Task brief:
Provide an exact copy of the data, excluding the images.
===== Data provided =====
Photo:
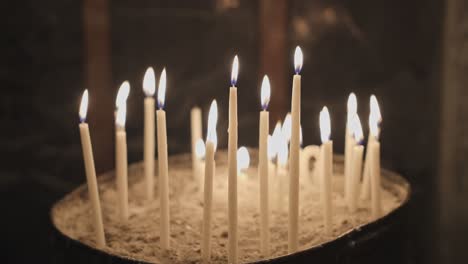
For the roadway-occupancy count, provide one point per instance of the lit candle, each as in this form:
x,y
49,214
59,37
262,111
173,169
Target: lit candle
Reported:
x,y
243,161
91,173
200,151
286,128
149,87
374,166
196,134
122,95
349,144
326,170
263,169
294,149
232,166
374,111
121,162
210,166
356,162
163,163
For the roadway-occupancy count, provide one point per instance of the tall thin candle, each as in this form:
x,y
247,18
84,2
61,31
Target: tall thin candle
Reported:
x,y
232,166
263,169
91,173
294,159
374,166
196,134
210,167
149,87
163,164
374,111
349,145
121,162
356,162
326,160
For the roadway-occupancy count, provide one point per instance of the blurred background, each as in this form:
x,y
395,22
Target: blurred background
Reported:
x,y
413,55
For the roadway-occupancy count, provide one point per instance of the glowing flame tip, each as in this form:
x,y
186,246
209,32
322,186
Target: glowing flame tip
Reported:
x,y
265,92
325,126
149,82
298,59
84,106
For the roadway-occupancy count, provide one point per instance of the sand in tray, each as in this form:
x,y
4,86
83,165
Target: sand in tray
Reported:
x,y
139,237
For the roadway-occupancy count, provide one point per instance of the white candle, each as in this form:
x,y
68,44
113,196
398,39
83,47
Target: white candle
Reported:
x,y
149,87
91,174
263,169
374,111
196,134
374,166
232,166
294,149
210,167
121,162
200,151
349,145
163,164
326,160
356,163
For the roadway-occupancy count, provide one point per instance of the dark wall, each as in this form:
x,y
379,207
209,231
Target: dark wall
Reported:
x,y
387,48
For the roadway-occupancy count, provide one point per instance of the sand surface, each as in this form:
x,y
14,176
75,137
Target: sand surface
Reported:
x,y
139,237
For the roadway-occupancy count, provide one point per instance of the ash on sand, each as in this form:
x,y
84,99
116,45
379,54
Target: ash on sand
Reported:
x,y
139,237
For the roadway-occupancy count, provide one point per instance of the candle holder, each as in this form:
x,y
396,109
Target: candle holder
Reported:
x,y
364,243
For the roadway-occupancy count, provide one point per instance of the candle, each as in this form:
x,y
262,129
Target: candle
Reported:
x,y
121,162
374,111
356,162
149,87
196,134
91,173
282,161
232,166
200,151
121,98
210,166
349,144
326,169
374,164
286,128
263,169
163,163
294,149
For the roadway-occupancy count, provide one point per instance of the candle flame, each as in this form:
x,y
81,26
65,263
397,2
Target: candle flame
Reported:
x,y
212,120
271,147
149,82
200,148
352,106
282,148
234,71
325,126
265,92
243,158
122,94
286,129
356,128
162,89
375,117
375,109
121,115
300,135
298,58
84,106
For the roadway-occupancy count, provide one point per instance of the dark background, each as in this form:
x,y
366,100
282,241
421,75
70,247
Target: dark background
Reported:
x,y
410,54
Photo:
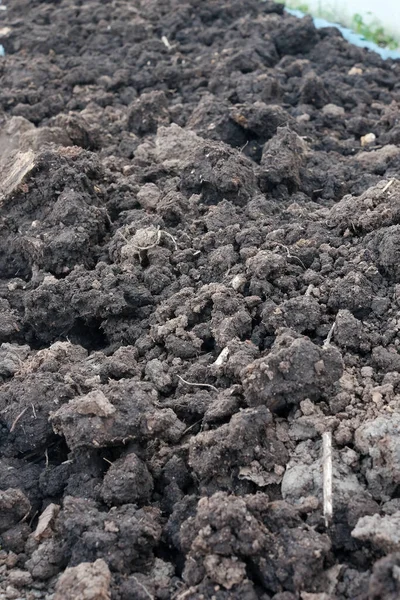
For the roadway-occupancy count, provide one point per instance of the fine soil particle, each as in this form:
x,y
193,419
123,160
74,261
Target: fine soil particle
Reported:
x,y
199,276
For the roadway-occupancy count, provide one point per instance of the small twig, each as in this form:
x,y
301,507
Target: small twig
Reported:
x,y
21,414
330,335
171,237
191,427
222,358
309,289
166,43
289,255
387,186
327,476
144,588
208,385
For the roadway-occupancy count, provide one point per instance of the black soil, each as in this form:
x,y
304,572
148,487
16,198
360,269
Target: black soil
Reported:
x,y
199,276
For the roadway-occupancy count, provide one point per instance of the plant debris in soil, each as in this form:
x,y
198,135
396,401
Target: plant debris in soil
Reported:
x,y
200,264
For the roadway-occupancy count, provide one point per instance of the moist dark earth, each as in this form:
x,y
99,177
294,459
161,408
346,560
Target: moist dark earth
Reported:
x,y
199,276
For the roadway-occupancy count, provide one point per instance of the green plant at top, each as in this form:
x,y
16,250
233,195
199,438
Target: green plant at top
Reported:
x,y
373,32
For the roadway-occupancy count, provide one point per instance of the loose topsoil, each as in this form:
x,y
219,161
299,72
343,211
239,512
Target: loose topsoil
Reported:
x,y
200,275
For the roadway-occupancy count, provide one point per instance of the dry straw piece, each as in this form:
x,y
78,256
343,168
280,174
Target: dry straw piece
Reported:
x,y
327,476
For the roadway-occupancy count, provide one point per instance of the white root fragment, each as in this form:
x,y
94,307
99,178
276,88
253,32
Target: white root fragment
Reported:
x,y
327,477
330,335
207,385
222,358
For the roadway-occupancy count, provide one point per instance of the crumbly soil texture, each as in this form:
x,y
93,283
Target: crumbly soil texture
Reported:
x,y
199,265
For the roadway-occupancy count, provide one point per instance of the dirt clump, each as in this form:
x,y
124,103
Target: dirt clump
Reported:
x,y
199,276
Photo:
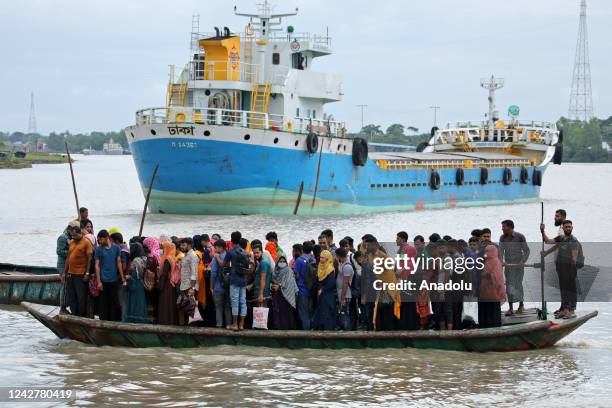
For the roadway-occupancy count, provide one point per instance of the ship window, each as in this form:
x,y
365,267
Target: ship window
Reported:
x,y
297,61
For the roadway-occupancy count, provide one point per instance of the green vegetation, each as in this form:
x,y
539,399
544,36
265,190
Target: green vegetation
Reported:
x,y
76,142
582,142
9,161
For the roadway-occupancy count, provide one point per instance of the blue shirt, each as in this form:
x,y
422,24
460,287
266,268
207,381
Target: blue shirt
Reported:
x,y
108,262
232,257
263,267
301,270
216,270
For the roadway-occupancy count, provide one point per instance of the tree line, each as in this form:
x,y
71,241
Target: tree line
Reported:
x,y
76,142
582,140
=====
Output below:
Photo:
For the roadway-occupancy count, provide one point per instance of the lit candle, each as in this form:
x,y
49,214
59,37
262,111
173,169
Target: lit candle
Reported:
x,y
243,161
91,173
200,151
286,128
149,87
374,166
196,134
122,95
349,144
326,170
263,169
294,149
232,166
374,111
121,162
210,166
356,162
163,163
For the roadway-occupancy count, provide one point per instance of the tall thin candle, each as in this form:
x,y
247,18
84,2
61,31
Target: tall thin candle
Reported:
x,y
232,166
263,169
91,173
294,159
374,166
196,134
210,167
149,87
163,164
374,111
349,145
121,162
356,162
326,160
For the roadway-occupancy count, provide one point per instance of the blurred background, each as in this form:
x,y
395,22
Target: blurred background
Reported:
x,y
413,55
For the roadway-occupancy count, provide one point per instance of the glowing flame tip, each as in this form:
x,y
186,246
209,32
322,186
Target: glowing flame tip
Reported:
x,y
265,92
325,126
149,82
298,59
84,106
For the roadway-occupancy count, provide one point per instance of the sand in tray, each as in this form:
x,y
4,86
83,165
Target: sand in tray
Reported:
x,y
139,237
For the roadway-occupancy count, provide one point per instance of the white candle, each as in this form:
x,y
68,44
113,196
398,39
83,47
Target: white candle
Reported:
x,y
149,87
91,174
263,169
374,111
196,134
374,166
232,166
294,149
210,167
121,162
200,151
349,145
163,164
326,160
356,163
For the roadway-occupancy count, provide one point per instance of the dark wall, each as in this form:
x,y
379,207
209,231
Target: dark wall
Reported:
x,y
387,48
For the roadway-occupancy count, provide one point per instance of the sand surface, each as in this form:
x,y
14,176
75,137
Target: sand surface
Reported:
x,y
139,237
For the roadway-occupancy count, provide one point per instance of the ash on sand, each as in this form:
x,y
84,99
116,45
379,54
Target: ash on sand
Reported:
x,y
139,237
For the roadway-occupancy count, provide one point per instance of the candle holder, each as in this form:
x,y
396,109
Target: candle holder
Reported:
x,y
364,243
For the roadway-occupancy count, provide one point per instance of the candle, each as in this form:
x,y
262,129
Target: candle
Reported:
x,y
121,162
374,111
356,162
149,87
196,134
91,173
282,161
232,166
200,151
121,98
210,166
349,144
326,169
374,164
286,128
263,169
163,163
294,149
For the roadway-occupancy count, provide one point per instance of the candle flame, each as in this form:
x,y
81,26
65,263
397,2
Target: candle flame
Reported:
x,y
212,120
271,147
149,82
200,148
352,106
282,148
234,71
325,126
265,92
243,158
122,94
286,129
356,128
162,89
375,117
375,109
121,115
300,135
298,58
84,106
For the roadway-occupancy count, provide one point per instance of the dark background, each as in this form:
x,y
366,100
282,241
421,75
70,247
Target: dark background
Reported:
x,y
410,54
Photo:
For the roadway-occupancy count, provide one point per instance of the fine soil particle, each as in this form:
x,y
193,419
123,160
74,261
Target: fine soil particle
Reported:
x,y
199,276
For the roadway-occupancy count, provide one point per instance of the small twig, each as in this form:
x,y
301,507
Target: small twig
Reported:
x,y
21,414
330,335
171,237
191,427
222,358
309,289
166,43
289,255
387,186
327,476
144,588
208,385
For the roadway-occupancy count, provide one point per instance of the black soil, each as in this form:
x,y
304,572
148,487
16,198
360,269
Target: black soil
Reported:
x,y
199,276
For the roadway-occupancy count, provide one point per instance of the plant debris in soil, each as in this form:
x,y
198,135
396,401
Target: plant debris in soil
Reported:
x,y
200,264
For the roadway-occupancy count, provide one point per instance of the moist dark earth, each as in this form:
x,y
99,177
294,459
161,408
346,560
Target: moist dark earth
Reported:
x,y
199,276
For the roadway-occupancy count, provide one point per instance of the green plant at top, each as in this form:
x,y
16,250
233,195
199,438
Target: green plant at top
Reported:
x,y
373,32
For the roadway-occupancy count, provide one point per instance of the loose topsoil, each as in this form:
x,y
219,161
299,72
343,211
239,512
Target: loose topsoil
Reported:
x,y
200,275
For the roadway-occupancy count, provide one point per instance of the dry straw piece, each as in this form:
x,y
78,256
343,168
280,174
Target: dry straw piece
Reported:
x,y
327,476
For the roadway-occupancy count, provide one point per instance of the white root fragment, each as in this form:
x,y
94,307
99,178
276,88
253,32
Target: white root fragment
Reported:
x,y
327,477
330,335
207,385
222,358
For the roadway-occupancy count, provide one point per instance of the crumbly soil texture, each as in this form:
x,y
93,283
Target: crumbly soil texture
Reported:
x,y
199,265
For the roadway-occupancy count, provide one point per instance of the dirt clump, each as in this form:
x,y
124,103
Target: dirt clump
Reported:
x,y
199,276
Photo:
For the roadway-occupancy count, provide one point per instance of the ship window, each as in this form:
x,y
365,267
Target: ship window
Reported:
x,y
297,61
For the roadway-occupancy count, provide one point per instance of the green vegetation, each as in this form:
x,y
539,399
544,36
265,190
Target: green vegetation
Reported:
x,y
76,142
582,142
9,161
For the roadway-occupancy count, provide one point per instance of the blue shirt, each as in this form:
x,y
422,24
460,287
266,268
207,381
Target: blue shirt
Reported:
x,y
108,262
232,257
263,267
301,270
216,270
For the roadway-occupancy count, provide one point per instance of the tree line, each as in this form:
x,y
71,241
Target: tree line
Reported:
x,y
76,142
582,140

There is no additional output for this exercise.